Goal A — From the tortoise forum thread, quote the passage that begins at the words "# sulcata breeder" and stops after "Tampa bay area?".
Goal B — Which usernames post in the tortoise forum thread? Give each one once.

Document section —
◇ ◇ ◇ ◇ ◇ ◇ ◇
# sulcata breeder in Tampa FL?



## Camdens tortoise (Mar 6, 2013)

I am looking to get a sulcata tortoise and Im afraid to get one from a pet shop for fear it has not been properly taken care of. Anyone know of any breeders in the Tampa bay area?


----------



## TampaTort (Mar 18, 2013)

I'm sorry that I don't know any local breeders but the Repticon show is coming to the Florida State Fairgrounds this weekend, March 23rd and 24th. There are many vendors there with torts. I wish you luck.


----------



## Camdens tortoise (Mar 18, 2013)

I actually found a breeder on here and my little guy arrives tomorow! I was actually planning to go to the show and get one there but I have heard a lot of horror stories about getting one and it dying a few months later. Not sure how well they take care of them and I feel pretty confident with the people on this forum. Thanks for the response though! Do you live in Tampa?


----------



## TampaTort (Mar 20, 2013)

I do live in Tampa, and I try to go to the show every time it comes to town, at least to look. I am always looking for more information. This time is just to look, bc we are planning on moving soon, still within Tampa, so no new additions until after the move, but I would like to learn who in the area to go to. Does your breeder deal with other torts, or solely Sulcata?


----------



## Camdens tortoise (Mar 20, 2013)

to be honest Im not sure. I found him on this forum. Arizona Sulcata, you should check him out. Super helpful and easy to deal with...plus my little guy is adorable! LOL Im assuming you already own a tort? Do you own a sulcata?


----------



## TampaTort (Mar 20, 2013)

Yes I do. I have 4 sulcatas and 2 red foots, and I still don't think that is enough. I started with two juvenile sulcatas and have grown slowly from there over the past three or so years. I'm glad to hear you got your little guy and I wish luck.


----------



## Camdens tortoise (Mar 20, 2013)

well, its nice to know someone who lives around here that also has a sulcata incase I need advice! LOL


----------



## Amber_123 (Mar 20, 2013)

I live right by Tampa!


----------



## Camdens tortoise (Mar 21, 2013)

yay, so there are several tortoise lovers in Tampa!


----------
◇ ◇ ◇ ◇ ◇ ◇ ◇
(Items contained in a dataset)
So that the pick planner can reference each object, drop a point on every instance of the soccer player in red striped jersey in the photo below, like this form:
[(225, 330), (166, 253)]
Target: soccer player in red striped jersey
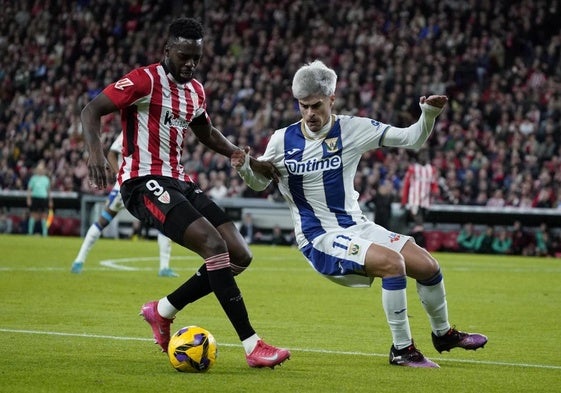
[(158, 103), (420, 184)]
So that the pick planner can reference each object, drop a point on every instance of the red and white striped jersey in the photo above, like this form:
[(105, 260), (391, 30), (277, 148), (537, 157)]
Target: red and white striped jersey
[(155, 114), (419, 183)]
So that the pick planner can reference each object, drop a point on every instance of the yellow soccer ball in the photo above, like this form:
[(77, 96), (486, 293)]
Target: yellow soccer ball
[(192, 349)]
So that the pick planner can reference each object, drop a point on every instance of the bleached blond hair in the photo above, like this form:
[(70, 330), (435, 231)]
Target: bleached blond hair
[(314, 78)]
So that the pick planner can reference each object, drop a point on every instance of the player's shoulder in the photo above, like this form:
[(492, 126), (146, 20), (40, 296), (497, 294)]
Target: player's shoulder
[(349, 123), (137, 79)]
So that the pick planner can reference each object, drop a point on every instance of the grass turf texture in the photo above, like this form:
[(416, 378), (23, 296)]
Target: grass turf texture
[(61, 332)]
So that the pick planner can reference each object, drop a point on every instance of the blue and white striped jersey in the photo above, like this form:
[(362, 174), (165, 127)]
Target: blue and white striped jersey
[(318, 169), (317, 174)]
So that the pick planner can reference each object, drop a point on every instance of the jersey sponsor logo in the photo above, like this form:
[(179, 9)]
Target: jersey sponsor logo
[(175, 121), (122, 83), (312, 166), (292, 151)]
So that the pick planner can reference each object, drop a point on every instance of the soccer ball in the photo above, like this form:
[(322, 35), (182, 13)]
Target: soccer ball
[(192, 349)]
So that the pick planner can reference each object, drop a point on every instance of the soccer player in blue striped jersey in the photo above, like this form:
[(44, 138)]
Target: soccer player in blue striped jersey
[(314, 162)]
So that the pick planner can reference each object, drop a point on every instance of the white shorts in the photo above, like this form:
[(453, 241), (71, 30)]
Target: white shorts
[(339, 255)]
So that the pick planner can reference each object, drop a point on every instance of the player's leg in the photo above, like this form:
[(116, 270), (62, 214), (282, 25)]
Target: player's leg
[(423, 267), (349, 257), (186, 225), (381, 261), (164, 246)]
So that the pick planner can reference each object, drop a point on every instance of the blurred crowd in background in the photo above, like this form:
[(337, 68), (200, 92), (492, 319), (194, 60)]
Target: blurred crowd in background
[(497, 144)]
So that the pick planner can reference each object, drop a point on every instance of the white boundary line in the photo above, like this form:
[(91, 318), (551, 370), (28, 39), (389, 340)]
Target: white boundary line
[(310, 350)]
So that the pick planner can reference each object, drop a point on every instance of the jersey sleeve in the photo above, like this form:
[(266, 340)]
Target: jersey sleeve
[(117, 144), (131, 87)]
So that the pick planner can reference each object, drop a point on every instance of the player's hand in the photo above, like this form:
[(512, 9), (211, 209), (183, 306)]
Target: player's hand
[(437, 101), (98, 169), (265, 168), (237, 159)]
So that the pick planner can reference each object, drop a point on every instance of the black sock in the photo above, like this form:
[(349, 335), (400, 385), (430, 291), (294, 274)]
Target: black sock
[(192, 290), (228, 294)]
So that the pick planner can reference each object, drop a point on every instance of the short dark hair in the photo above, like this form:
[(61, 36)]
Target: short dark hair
[(188, 28)]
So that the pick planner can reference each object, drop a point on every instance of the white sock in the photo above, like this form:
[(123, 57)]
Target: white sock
[(89, 240), (166, 309), (165, 250), (250, 343), (394, 302), (433, 298)]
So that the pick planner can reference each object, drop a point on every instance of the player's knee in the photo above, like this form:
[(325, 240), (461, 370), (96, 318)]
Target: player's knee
[(383, 262), (240, 261)]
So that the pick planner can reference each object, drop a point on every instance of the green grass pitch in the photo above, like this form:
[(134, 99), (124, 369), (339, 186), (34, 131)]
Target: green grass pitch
[(61, 332)]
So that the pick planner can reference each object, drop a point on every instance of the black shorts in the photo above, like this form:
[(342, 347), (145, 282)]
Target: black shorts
[(152, 198), (39, 205)]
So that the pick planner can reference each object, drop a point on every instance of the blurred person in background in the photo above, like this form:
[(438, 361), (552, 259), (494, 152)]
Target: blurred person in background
[(420, 185), (467, 238), (39, 199), (113, 205)]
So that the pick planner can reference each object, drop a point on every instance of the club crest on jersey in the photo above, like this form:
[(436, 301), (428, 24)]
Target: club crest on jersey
[(172, 120), (354, 249), (122, 83), (164, 198), (331, 145)]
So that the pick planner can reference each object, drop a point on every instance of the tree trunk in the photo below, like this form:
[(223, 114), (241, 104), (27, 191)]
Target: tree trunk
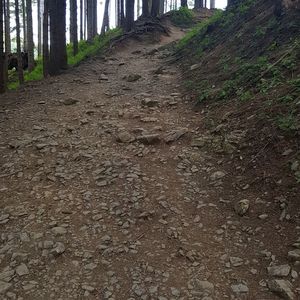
[(6, 9), (39, 28), (2, 58), (105, 23), (81, 20), (155, 8), (145, 8), (58, 53), (129, 15), (73, 26), (30, 36), (45, 39), (20, 63), (24, 27), (184, 3)]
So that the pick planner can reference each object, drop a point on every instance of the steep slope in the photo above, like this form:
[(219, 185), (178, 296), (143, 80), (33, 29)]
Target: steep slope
[(242, 70)]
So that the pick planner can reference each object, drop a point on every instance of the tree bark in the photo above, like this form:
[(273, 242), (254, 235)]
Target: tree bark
[(155, 8), (24, 26), (58, 53), (45, 39), (81, 20), (30, 36), (39, 28), (73, 26), (2, 58), (145, 8), (183, 3), (20, 62), (105, 23), (129, 15), (6, 9)]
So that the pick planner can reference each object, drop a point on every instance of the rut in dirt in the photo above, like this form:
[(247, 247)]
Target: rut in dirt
[(105, 194)]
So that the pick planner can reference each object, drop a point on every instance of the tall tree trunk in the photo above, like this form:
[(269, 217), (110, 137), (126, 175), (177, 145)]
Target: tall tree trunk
[(155, 8), (6, 8), (30, 36), (161, 7), (46, 38), (73, 26), (58, 53), (2, 58), (184, 3), (105, 23), (145, 8), (25, 45), (81, 20), (39, 28), (129, 14), (20, 62)]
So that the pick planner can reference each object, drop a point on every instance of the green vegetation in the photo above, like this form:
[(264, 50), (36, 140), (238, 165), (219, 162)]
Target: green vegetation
[(86, 50), (183, 17)]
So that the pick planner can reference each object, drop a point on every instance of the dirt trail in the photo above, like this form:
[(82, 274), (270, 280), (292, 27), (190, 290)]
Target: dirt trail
[(84, 216)]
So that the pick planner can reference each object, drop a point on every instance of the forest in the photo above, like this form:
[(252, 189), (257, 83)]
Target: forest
[(149, 150)]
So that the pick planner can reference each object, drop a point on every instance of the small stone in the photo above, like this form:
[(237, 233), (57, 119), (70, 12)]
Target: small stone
[(239, 288), (70, 101), (279, 271), (242, 207), (22, 270), (59, 230), (217, 175), (294, 255), (149, 139), (4, 286), (282, 288)]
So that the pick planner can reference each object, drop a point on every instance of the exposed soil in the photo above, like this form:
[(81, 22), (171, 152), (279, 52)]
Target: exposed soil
[(88, 211)]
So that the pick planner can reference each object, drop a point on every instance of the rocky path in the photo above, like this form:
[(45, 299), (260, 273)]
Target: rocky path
[(106, 193)]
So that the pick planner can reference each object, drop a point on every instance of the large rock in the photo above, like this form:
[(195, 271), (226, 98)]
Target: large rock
[(282, 287), (279, 271), (175, 135)]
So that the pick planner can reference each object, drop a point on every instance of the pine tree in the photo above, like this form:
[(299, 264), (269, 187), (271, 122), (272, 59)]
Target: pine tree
[(2, 75), (45, 39), (73, 26), (30, 44), (20, 61)]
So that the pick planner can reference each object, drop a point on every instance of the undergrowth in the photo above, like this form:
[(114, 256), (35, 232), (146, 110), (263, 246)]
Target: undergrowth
[(85, 50)]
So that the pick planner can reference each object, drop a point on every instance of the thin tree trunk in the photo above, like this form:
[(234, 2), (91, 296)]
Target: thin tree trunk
[(73, 26), (45, 39), (20, 62), (2, 58), (145, 8), (58, 53), (30, 36), (184, 3), (81, 20), (39, 28), (7, 26), (155, 8), (25, 45), (129, 14), (105, 23)]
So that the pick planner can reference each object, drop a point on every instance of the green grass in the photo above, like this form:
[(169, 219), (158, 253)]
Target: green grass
[(85, 50), (182, 17)]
◇ ◇ ◇ ◇ ◇ ◇ ◇
Task result A —
# sulcata breeder in Tampa FL?



## Camdens tortoise (Mar 6, 2013)

I am looking to get a sulcata tortoise and Im afraid to get one from a pet shop for fear it has not been properly taken care of. Anyone know of any breeders in the Tampa bay area?

Task result B —
Camdens tortoise
TampaTort
Amber_123